# EXERCISE GOAL:
Rewrite every line of the data between the line holding "For this drill the class indicates the willow" and the end of the data, inclusive, changing only the answer coordinates: shift each one by adding 94 to both of its numbers. Leave the pictures out.
─── WORKING DATA
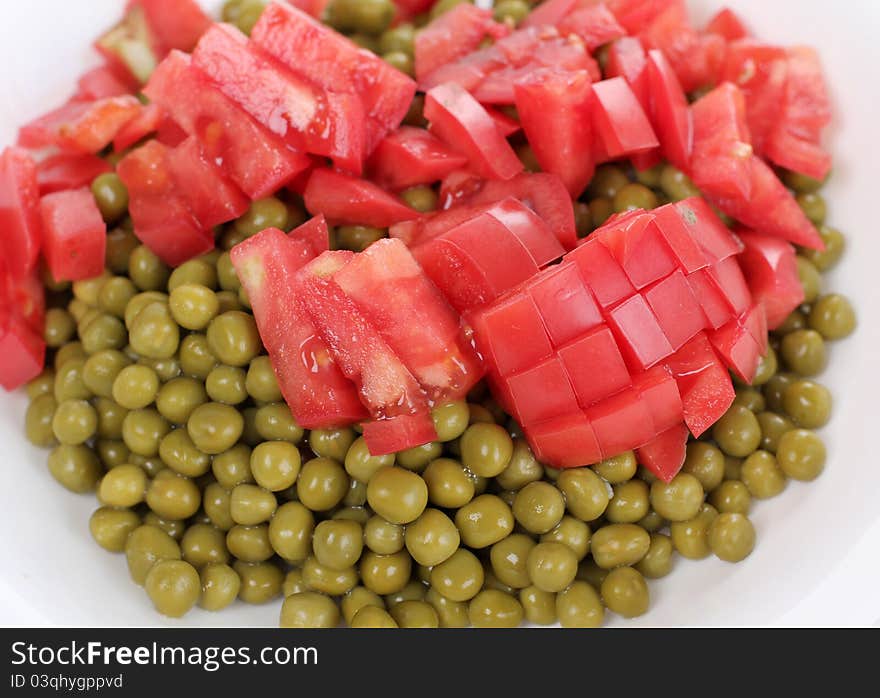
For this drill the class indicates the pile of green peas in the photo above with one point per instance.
(160, 399)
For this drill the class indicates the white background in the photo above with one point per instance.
(816, 561)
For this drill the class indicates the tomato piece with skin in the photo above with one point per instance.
(334, 63)
(412, 156)
(162, 218)
(554, 110)
(314, 387)
(396, 297)
(19, 212)
(346, 199)
(770, 269)
(664, 455)
(459, 120)
(211, 197)
(257, 161)
(308, 119)
(74, 235)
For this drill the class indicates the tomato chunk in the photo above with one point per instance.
(554, 109)
(258, 162)
(74, 235)
(345, 199)
(19, 212)
(411, 156)
(459, 120)
(307, 119)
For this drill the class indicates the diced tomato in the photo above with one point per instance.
(69, 171)
(670, 114)
(386, 436)
(74, 235)
(459, 120)
(396, 297)
(22, 349)
(677, 310)
(510, 334)
(554, 109)
(727, 24)
(594, 24)
(314, 233)
(306, 118)
(565, 442)
(258, 162)
(346, 199)
(318, 394)
(450, 36)
(162, 218)
(770, 268)
(211, 197)
(147, 122)
(620, 121)
(567, 307)
(704, 384)
(99, 83)
(335, 63)
(19, 212)
(176, 24)
(664, 454)
(595, 366)
(385, 385)
(411, 156)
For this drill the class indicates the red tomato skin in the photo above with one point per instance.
(258, 162)
(412, 156)
(770, 268)
(318, 394)
(307, 119)
(19, 212)
(346, 199)
(394, 295)
(74, 235)
(329, 60)
(664, 455)
(211, 197)
(595, 366)
(459, 120)
(554, 109)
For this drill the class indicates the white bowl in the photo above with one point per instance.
(816, 560)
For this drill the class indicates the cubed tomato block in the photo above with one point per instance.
(257, 161)
(510, 334)
(386, 386)
(641, 339)
(595, 366)
(69, 171)
(665, 453)
(19, 212)
(565, 442)
(770, 269)
(601, 272)
(619, 120)
(566, 305)
(396, 297)
(346, 199)
(74, 235)
(676, 308)
(211, 197)
(621, 422)
(307, 118)
(462, 123)
(412, 156)
(703, 382)
(542, 392)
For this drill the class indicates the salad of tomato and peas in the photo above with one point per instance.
(360, 300)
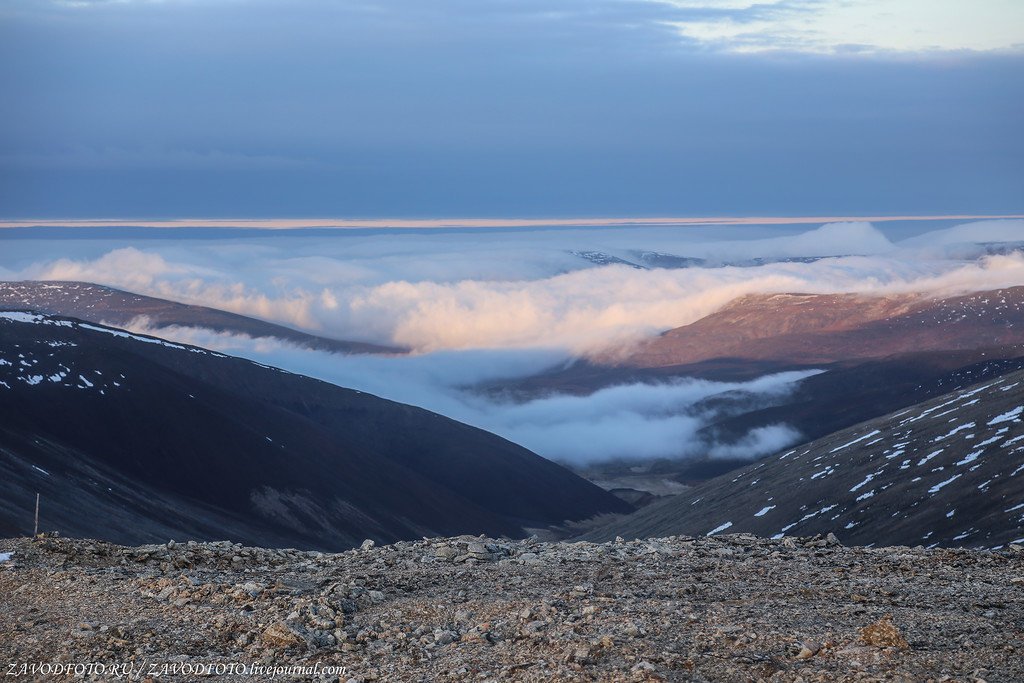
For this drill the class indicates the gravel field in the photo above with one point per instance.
(721, 608)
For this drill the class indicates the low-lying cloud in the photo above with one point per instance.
(480, 290)
(629, 422)
(485, 305)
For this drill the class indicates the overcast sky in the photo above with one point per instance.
(499, 108)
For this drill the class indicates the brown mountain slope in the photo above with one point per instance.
(807, 329)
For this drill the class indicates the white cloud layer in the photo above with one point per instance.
(485, 290)
(482, 305)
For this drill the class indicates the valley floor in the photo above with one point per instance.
(722, 608)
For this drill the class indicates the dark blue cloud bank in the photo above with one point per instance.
(262, 108)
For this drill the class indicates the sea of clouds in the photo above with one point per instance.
(479, 305)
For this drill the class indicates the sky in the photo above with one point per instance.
(146, 109)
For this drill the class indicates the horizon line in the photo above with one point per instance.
(470, 222)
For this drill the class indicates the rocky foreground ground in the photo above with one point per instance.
(723, 608)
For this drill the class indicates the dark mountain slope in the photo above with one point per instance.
(104, 304)
(207, 445)
(948, 472)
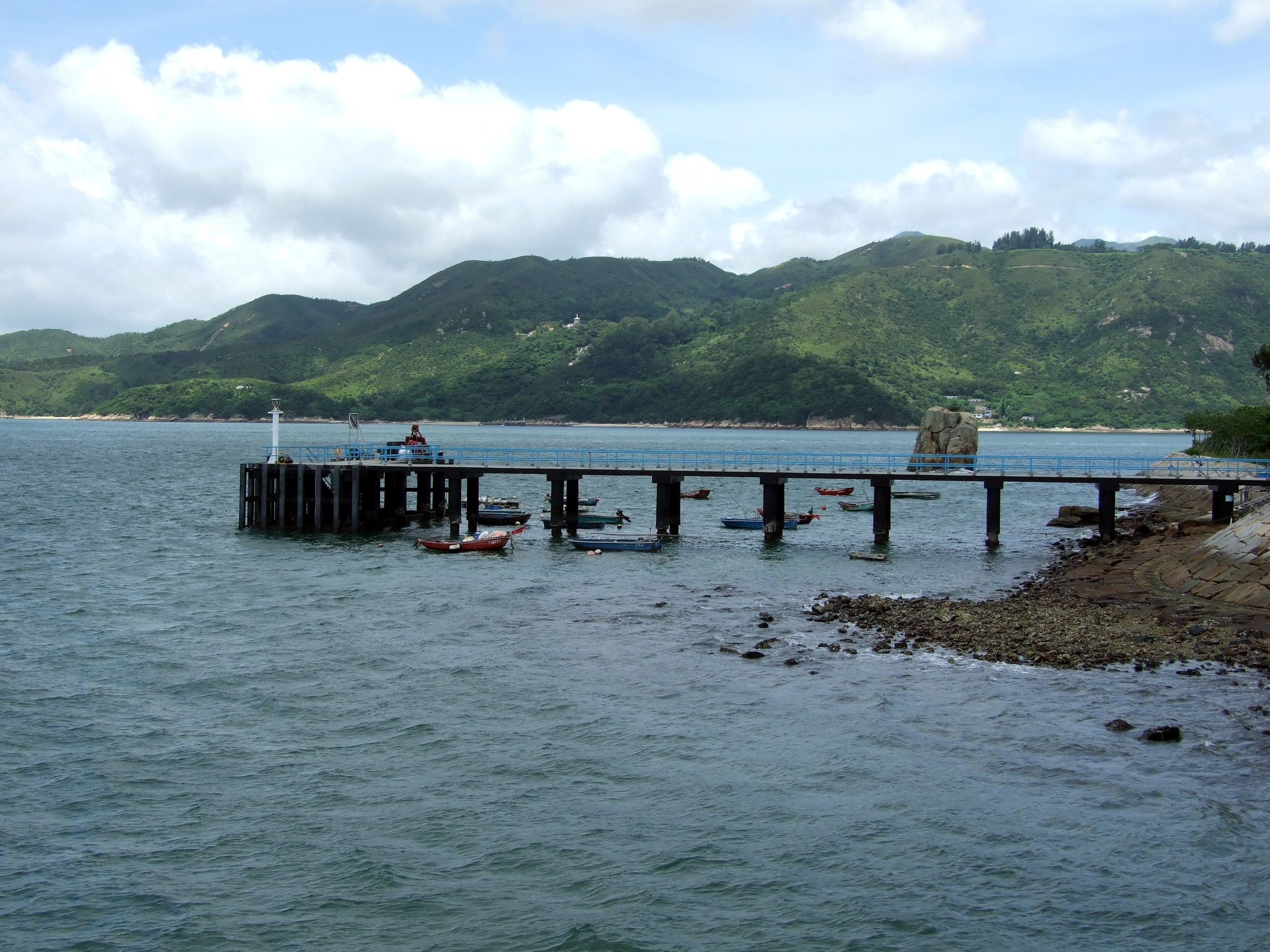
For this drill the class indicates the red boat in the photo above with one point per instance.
(486, 542)
(803, 518)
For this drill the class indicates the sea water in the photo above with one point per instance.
(223, 739)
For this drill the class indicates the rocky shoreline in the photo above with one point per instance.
(1097, 606)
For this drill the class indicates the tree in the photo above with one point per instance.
(1025, 239)
(1262, 361)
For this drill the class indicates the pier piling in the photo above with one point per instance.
(571, 507)
(1224, 502)
(994, 530)
(882, 511)
(667, 503)
(1107, 509)
(456, 505)
(557, 481)
(473, 503)
(774, 507)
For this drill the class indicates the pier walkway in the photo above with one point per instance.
(363, 485)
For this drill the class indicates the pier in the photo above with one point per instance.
(359, 487)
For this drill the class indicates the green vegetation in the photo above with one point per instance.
(878, 334)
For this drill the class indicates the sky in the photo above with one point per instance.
(163, 162)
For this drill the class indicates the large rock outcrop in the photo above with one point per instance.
(945, 432)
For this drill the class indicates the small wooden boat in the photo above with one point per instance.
(486, 542)
(633, 544)
(496, 503)
(585, 522)
(502, 517)
(590, 501)
(728, 523)
(803, 518)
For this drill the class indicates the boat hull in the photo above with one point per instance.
(502, 517)
(618, 545)
(469, 545)
(803, 518)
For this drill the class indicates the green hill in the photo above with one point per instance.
(1068, 338)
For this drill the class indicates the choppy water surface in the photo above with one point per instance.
(220, 739)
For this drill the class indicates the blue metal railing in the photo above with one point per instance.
(820, 464)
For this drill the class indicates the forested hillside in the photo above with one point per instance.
(1064, 337)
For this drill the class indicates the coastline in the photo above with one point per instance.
(1098, 605)
(693, 424)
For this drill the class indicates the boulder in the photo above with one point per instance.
(945, 433)
(1070, 517)
(1166, 733)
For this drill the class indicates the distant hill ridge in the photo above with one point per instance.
(870, 337)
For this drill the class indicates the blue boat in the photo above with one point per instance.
(754, 523)
(583, 522)
(633, 544)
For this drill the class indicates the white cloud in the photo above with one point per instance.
(131, 200)
(921, 31)
(1198, 178)
(963, 200)
(890, 31)
(1246, 17)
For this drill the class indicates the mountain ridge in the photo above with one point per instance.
(874, 336)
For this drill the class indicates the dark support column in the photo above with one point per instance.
(337, 494)
(557, 507)
(1107, 509)
(318, 488)
(473, 503)
(438, 493)
(301, 470)
(355, 512)
(455, 505)
(262, 494)
(667, 502)
(284, 472)
(571, 507)
(882, 509)
(994, 488)
(1224, 502)
(774, 507)
(664, 507)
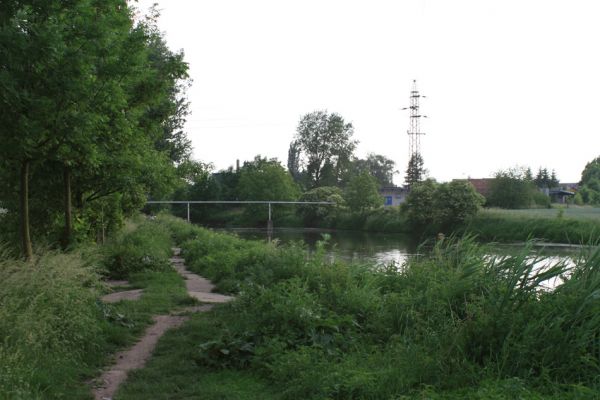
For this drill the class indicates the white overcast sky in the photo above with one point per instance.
(508, 82)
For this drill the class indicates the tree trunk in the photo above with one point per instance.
(68, 207)
(24, 205)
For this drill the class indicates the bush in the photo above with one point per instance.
(140, 246)
(455, 318)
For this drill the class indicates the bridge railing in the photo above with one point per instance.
(269, 202)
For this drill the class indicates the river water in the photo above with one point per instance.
(380, 248)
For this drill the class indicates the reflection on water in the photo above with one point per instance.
(350, 246)
(387, 248)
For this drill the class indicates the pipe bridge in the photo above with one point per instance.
(269, 202)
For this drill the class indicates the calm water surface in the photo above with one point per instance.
(379, 247)
(350, 246)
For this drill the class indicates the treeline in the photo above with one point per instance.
(91, 112)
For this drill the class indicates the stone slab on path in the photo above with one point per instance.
(116, 283)
(198, 287)
(134, 357)
(126, 295)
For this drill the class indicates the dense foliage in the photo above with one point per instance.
(443, 207)
(457, 323)
(415, 171)
(55, 333)
(324, 146)
(589, 191)
(513, 189)
(99, 105)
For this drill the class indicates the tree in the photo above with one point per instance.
(432, 207)
(455, 203)
(544, 180)
(294, 161)
(589, 190)
(314, 214)
(325, 143)
(510, 189)
(265, 179)
(378, 166)
(415, 172)
(362, 193)
(86, 86)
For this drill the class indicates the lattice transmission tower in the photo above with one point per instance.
(414, 130)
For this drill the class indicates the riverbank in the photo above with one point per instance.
(56, 333)
(575, 225)
(453, 324)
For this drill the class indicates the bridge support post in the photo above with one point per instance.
(270, 221)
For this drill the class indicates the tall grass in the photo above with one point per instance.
(141, 245)
(50, 324)
(456, 322)
(511, 227)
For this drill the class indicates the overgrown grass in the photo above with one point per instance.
(456, 323)
(55, 333)
(172, 374)
(140, 246)
(522, 225)
(51, 325)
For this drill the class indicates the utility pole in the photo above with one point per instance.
(414, 131)
(415, 171)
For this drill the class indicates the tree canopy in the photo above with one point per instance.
(362, 193)
(323, 146)
(415, 172)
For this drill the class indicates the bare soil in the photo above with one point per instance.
(136, 357)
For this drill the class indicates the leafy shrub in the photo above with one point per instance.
(450, 320)
(143, 246)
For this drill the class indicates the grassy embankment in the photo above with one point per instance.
(454, 324)
(574, 225)
(55, 333)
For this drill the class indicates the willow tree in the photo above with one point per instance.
(326, 145)
(79, 89)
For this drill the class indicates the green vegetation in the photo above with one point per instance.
(415, 172)
(362, 193)
(324, 142)
(456, 323)
(55, 333)
(172, 373)
(91, 110)
(563, 225)
(515, 188)
(589, 192)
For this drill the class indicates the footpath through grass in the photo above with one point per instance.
(456, 323)
(55, 333)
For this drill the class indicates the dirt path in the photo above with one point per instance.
(136, 357)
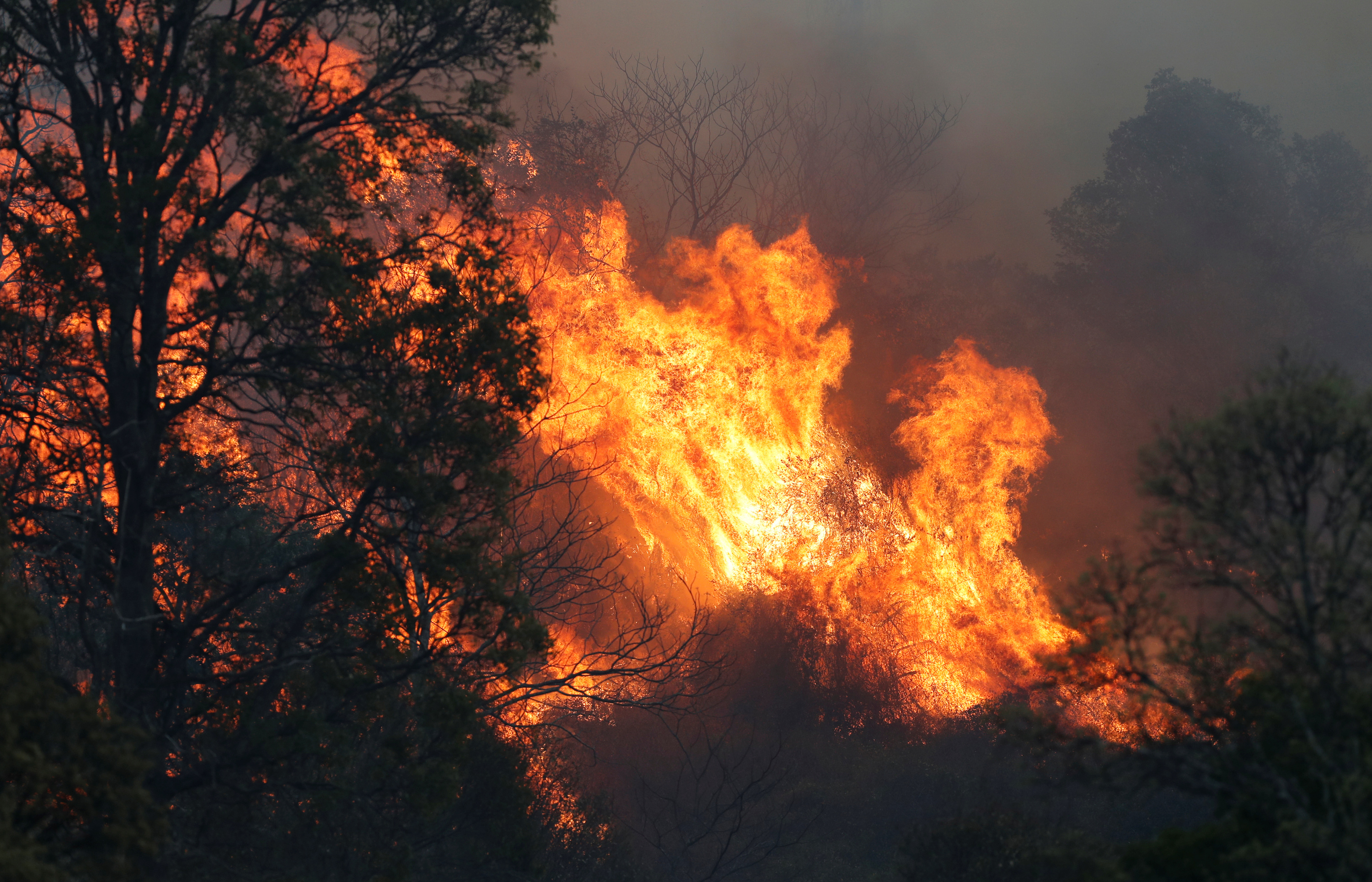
──────
# TASK RESPONSE:
For this drill the class indicates the willow tree in the photo above with one point per instance.
(420, 239)
(173, 183)
For this drill the class indicates the green vegetation in the photo above with one point per instance.
(509, 266)
(456, 287)
(418, 236)
(550, 417)
(149, 427)
(266, 467)
(185, 204)
(657, 319)
(609, 282)
(683, 286)
For this drill the class indicates the footpath through grass in the photo above with one point per instance.
(550, 417)
(149, 427)
For this drill the class indicates the dirt path in the photo above with one point per instance.
(230, 451)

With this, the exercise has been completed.